Textauszug
————
OGH 11Os132/13s

OGH11Os132/13s29.10.2013

Der Oberste Gerichtshof hat am 29. Oktober 2013 durch den Senatspräsidenten des Obersten Gerichtshofs Dr. Zehetner als Vorsitzenden sowie die Hofräte des Obersten Gerichtshofs Dr. Schwab, Mag. Lendl, Mag. Michel und Dr. Oshidari als weitere Richter, in Gegenwart der Richteramtsanwärterin Mag. Buchner als Schriftführerin, in der Strafsache gegen Frank G***** wegen des Verbrechens der Vergewaltigung nach § 201 Abs 1 und Abs 2 erster und vierter Fall StGB und anderer strafbarer Handlungen über die Nichtigkeitsbeschwerde und die Berufung des Angeklagten gegen das Urteil des Landesgerichts für Strafsachen Graz als Schöffengericht vom 23. Mai 2013, GZ 16 Hv 181/12h-123, nach Anhörung der Generalprokuratur in nichtöffentlicher Sitzung den

Beschluss

gefasst:

 

Spruch:

Die Nichtigkeitsbeschwerde wird zurückgewiesen.
————
Einträge:
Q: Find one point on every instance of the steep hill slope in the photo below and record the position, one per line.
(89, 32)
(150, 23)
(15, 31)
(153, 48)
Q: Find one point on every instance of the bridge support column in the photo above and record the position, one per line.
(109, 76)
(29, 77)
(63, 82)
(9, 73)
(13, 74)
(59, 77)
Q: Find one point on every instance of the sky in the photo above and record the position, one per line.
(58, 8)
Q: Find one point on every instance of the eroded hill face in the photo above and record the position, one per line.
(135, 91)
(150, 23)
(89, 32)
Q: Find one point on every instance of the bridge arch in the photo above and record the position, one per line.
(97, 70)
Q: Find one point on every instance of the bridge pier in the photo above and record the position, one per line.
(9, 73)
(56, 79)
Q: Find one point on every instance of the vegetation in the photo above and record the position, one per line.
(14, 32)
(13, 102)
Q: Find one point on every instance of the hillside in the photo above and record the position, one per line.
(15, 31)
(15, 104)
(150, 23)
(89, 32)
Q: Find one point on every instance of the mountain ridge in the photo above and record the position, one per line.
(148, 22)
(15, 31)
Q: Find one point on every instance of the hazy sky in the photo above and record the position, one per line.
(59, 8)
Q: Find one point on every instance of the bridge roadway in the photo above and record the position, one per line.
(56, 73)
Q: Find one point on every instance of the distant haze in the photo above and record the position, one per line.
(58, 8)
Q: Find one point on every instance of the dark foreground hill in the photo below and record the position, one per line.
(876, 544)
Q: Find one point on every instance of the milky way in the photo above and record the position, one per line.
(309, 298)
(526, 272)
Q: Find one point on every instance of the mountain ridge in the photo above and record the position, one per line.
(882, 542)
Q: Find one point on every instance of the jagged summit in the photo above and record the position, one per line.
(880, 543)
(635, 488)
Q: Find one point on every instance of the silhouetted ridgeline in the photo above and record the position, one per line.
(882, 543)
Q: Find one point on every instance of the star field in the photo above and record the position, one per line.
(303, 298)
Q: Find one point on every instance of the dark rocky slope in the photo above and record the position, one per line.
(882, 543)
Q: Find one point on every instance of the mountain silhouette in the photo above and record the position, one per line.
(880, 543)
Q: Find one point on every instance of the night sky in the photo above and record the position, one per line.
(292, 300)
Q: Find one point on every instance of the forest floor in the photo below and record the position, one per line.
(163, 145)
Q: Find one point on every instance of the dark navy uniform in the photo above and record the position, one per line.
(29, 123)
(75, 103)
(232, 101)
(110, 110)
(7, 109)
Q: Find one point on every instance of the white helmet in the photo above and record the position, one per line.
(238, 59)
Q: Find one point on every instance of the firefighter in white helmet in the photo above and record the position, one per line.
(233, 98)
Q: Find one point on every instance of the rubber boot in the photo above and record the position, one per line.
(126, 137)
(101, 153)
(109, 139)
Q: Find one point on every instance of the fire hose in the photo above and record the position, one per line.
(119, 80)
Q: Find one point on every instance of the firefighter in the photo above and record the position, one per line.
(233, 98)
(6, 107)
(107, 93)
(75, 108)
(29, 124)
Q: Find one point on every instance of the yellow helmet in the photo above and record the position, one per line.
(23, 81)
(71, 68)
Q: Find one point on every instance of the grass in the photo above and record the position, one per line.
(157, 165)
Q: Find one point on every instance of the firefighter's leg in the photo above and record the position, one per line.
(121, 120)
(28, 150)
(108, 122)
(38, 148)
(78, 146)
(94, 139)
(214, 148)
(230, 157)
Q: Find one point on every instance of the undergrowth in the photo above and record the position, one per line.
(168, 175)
————
Aufgabenstellung
**A)** Gib bitte aus dem Gerichtsbeschluss den Abschnitt von „Der Oberste Gerichtshof“ bis „Nichtigkeitsbeschwerde wird zurückgewiesen.“ wortgetreu wieder.
**B)** Wie entscheidet der Oberste Gerichtshof laut Gerichtsbeschluss über die Nichtigkeitsbeschwerde?

Lösungen
**A)**
Der Oberste Gerichtshof hat am 29. Oktober 2013 durch den Senatspräsidenten des Obersten Gerichtshofs Dr. Zehetner als Vorsitzenden sowie die Hofräte des Obersten Gerichtshofs Dr. Schwab, Mag. Lendl, Mag. Michel und Dr. Oshidari als weitere Richter, in Gegenwart der Richteramtsanwärterin Mag. Buchner als Schriftführerin, in der Strafsache gegen Frank G***** wegen des Verbrechens der Vergewaltigung nach § 201 Abs 1 und Abs 2 erster und vierter Fall StGB und anderer strafbarer Handlungen über die Nichtigkeitsbeschwerde und die Berufung des Angeklagten gegen das Urteil des Landesgerichts für Strafsachen Graz als Schöffengericht vom 23. Mai 2013, GZ 16 Hv 181/12h-123, nach Anhörung der Generalprokuratur in nichtöffentlicher Sitzung den

Beschluss

gefasst:

 

Spruch:

Die Nichtigkeitsbeschwerde wird zurückgewiesen.

**B)** Die Nichtigkeitsbeschwerde wird zurückgewiesen.